___ SELECTED PASSAGE

Signalling and Communicating

Finally, in Figure 5, two things are happening. First, the agent is signalling for attention by "waving:" the two hand icons shown overprinted in the agent's home window are displayed in quick alternation to give the appearance of movement. Signalling is a polite way for the agent to request control in a mixed initiative interaction. The user may, of course, choose to ignore the signalling, in which case a well-designed agent will desist.

For example, in the air travel planning application, the agent may signal because it has noticed that the user has overconstrained the trip. If the user clicks "Ok" in response to this signalling, the agent may then offer to appropriately relax some of the user's constraints.

The second feature illustrated in Figure 5 is the user's extended menu accessed by clicking on the horizontal arrow in the home window. Clicking on one of these menu items sends the corresponding message to the agent. This message may be the literal text string shown in the menu or some corresponding internal symbol. The list of menu items may be fixed or may be modifiable by the agent. Depending on the capabilities of the agent, the user may also, by clicking on the pencil icon, enter a text-editing interface in which a message may be composed in a natural or artificial language

Figure 5: The agent signals for attention

Architecture

Figure 6 shows the architecture of the system that implements the example scenario above. At the bottom of the figure are the application program and its associated window that are being shared between the agent and the user. At the top of the figure is the user's display which is generating window events in response to use of the mouse and keyboard.

In order to provide a well-defined software interface for agents, the system is divided into two modules. The translator module intercepts certain window events from the user's display, such as entering/leaving a home window or clicking the mouse button, and translates them into requests that are sent to the controller module. For example, whenever the translator sees a mouse click on the agent's face, it generates an Interrupt request. The controller request types and the translator's rules are discussed in detail in the section `Implementation'.

______
___ DATA

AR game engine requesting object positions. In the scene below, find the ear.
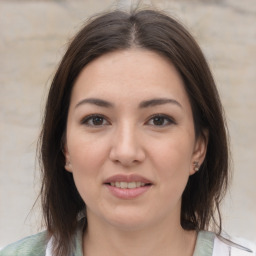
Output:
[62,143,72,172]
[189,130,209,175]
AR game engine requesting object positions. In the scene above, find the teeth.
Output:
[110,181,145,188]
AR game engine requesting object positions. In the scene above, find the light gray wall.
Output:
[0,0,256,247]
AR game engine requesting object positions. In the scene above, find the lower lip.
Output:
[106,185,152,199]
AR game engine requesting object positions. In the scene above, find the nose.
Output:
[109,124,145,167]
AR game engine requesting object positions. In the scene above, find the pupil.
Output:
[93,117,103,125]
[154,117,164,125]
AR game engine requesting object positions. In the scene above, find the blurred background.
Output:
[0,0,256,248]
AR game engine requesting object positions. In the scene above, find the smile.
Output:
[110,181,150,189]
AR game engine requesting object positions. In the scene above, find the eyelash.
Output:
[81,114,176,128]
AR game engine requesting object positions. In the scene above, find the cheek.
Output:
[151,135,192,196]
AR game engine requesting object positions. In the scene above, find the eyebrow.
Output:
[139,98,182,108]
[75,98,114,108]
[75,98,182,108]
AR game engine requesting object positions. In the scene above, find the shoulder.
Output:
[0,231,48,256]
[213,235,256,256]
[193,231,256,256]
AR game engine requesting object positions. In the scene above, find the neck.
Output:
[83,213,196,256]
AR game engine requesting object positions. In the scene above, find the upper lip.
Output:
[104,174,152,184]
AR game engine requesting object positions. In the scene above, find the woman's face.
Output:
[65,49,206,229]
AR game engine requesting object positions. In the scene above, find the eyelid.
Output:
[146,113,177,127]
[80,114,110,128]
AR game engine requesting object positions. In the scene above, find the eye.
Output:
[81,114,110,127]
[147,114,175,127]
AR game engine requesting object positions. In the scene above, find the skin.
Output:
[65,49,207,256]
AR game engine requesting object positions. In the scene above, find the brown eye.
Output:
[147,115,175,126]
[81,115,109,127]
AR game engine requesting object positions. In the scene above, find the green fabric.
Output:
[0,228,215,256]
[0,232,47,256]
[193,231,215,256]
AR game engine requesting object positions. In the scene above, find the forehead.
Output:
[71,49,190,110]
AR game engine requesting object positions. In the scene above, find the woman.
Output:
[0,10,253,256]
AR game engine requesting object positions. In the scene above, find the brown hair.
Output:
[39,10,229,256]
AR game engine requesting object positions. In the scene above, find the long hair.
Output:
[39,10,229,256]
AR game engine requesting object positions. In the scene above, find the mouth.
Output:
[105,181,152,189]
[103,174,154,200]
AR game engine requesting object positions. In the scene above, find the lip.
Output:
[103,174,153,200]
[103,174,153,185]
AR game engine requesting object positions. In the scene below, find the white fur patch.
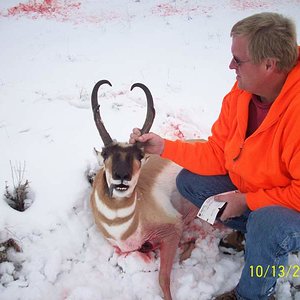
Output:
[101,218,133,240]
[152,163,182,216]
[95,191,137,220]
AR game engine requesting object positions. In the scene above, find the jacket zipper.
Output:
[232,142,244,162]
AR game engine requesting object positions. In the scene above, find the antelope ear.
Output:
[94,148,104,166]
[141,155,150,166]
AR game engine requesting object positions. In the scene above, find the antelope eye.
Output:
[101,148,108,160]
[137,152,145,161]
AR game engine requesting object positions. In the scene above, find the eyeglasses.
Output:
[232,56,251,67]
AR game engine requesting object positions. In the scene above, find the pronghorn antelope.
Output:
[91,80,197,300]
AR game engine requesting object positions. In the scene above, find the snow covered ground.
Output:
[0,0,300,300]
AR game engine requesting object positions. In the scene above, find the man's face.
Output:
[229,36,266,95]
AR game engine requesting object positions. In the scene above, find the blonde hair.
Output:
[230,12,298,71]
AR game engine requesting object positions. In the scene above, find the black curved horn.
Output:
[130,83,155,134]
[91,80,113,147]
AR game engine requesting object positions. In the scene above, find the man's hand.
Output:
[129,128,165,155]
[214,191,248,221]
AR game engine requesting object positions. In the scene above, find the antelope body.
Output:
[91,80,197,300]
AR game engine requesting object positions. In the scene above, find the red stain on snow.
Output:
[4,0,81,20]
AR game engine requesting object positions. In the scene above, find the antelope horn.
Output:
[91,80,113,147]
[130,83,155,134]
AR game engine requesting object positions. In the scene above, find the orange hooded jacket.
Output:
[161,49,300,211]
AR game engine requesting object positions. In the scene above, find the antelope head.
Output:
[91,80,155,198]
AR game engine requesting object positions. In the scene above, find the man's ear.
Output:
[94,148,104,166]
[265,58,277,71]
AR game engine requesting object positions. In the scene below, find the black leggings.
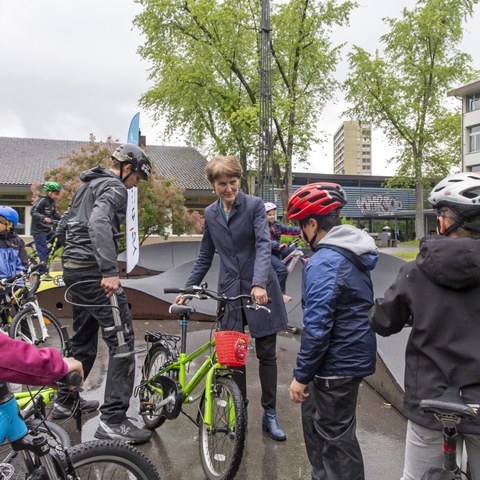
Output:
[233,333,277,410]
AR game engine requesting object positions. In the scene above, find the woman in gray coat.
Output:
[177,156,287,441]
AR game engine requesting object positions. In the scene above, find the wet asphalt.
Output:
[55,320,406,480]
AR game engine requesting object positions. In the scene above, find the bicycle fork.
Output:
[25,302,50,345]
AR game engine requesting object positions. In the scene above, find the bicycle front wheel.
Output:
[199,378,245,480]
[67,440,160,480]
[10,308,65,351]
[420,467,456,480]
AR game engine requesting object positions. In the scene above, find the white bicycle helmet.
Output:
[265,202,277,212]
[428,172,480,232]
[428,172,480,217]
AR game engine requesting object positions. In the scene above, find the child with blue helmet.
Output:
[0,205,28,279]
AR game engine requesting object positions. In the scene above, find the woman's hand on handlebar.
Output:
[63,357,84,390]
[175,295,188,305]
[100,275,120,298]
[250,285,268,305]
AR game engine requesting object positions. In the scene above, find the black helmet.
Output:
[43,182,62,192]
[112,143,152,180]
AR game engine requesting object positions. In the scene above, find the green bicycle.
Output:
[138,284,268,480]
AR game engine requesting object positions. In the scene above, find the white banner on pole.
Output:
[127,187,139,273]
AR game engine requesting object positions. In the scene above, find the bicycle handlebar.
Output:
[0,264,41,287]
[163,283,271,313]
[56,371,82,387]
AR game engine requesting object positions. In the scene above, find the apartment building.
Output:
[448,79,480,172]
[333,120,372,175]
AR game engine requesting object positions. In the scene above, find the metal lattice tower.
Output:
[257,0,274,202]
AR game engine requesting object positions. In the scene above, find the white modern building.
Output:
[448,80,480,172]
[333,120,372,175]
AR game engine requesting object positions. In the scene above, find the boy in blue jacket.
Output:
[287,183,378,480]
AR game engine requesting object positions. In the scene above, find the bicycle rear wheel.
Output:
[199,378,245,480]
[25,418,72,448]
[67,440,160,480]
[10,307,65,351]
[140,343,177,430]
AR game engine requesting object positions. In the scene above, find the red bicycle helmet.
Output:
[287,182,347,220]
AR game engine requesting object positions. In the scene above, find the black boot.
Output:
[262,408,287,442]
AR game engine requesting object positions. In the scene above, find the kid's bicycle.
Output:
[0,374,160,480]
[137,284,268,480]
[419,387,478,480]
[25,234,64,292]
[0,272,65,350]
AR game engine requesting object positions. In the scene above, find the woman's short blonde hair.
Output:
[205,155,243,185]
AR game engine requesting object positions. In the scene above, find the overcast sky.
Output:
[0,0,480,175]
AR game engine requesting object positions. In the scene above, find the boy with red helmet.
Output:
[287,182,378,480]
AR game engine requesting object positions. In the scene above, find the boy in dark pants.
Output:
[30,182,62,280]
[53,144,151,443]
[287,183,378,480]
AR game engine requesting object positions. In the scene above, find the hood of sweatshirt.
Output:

______

SET TASK 1: From the passage about agent signalling and system architecture, copy the stretch from "For example, in" through "the user's constraints." word for word.
SET TASK 2: Write what comes next in the passage about agent signalling and system architecture, picking up after its final sentence.

REPLY 1:
For example, in the air travel planning application, the agent may signal because it has noticed that the user has overconstrained the trip. If the user clicks "Ok" in response to this signalling, the agent may then offer to appropriately relax some of the user's constraints.

REPLY 2:
Agents send requests directly to the controller. For example, in order to grab input permission, the agent sends an Activate request to the controller. The return value from this request lets the agent know if its request was successful or not. There are also requests to query the state of the controller, such as to find out the current location of the user's cursor.

The controller generates window events on the home windows and the shared window. For example, in response to an Execute request, the controller will, assuming the requestor has input permission, generate the appropriate window events to simulate a mouse or key click on the shared window. The controller's main responsibility is to make sure that only one participant in the interaction has input permission at a time. The controller also takes care of updating the graphics on the home windows.

As mentioned above, given a distributed window system like X, the agent process, the user's display process, the translator, the controller, and the application program may all be running on different machines.

Figure 6: Collaborative interface agent architecture

The dashed line in Figure 6 indicates that a mechanism needs to be provided for agents to directly query the state of the application program. For example, the air travel planning agent needs know the sequence of cities the user plans to visit without trying to "reverse engineer" the pixels on the map display or asking the user for information that has already been entered. The best way to provide this mechanism in a generic way is to adopt a model-based approach to user interface design, which has other benefits relative to implementing collaborative interface agents, as discussed in `Model-Based User Interfaces'.

Multiple Users and Agents

Some collaborations involve more than two participants. The architecture in Figure 6 requires no fundamental changes to generalize to multiple users and agents, other than to say that the translator receives window events from multiple displays and the controller receives requests from multiple agents. In most window systems, window events are already coded with the source window, so that it is easy for the translator to generate separate controller requests for each user. Furthermore, the controller in the single user/agent case already keeps track of requests from multiple sources.

The NShare Interface

In moving from the special case of one agent and user, certain cosmetic changes described below need to be made to the interface in order to make the presentation more logical and symmetric.

Figure 7 shows the interface to a system, called NShare, for window sharing with multiple users and collaborative interface agents. In this example, there are two users, named Chuck and Dick, who are at different locations, and two agents, named Smurk and Glurk. Figures 7 and 8 show what is seen on Chuck's and Dick's displays, respectively, at the start of a short example scenario. (The agents don't have displays).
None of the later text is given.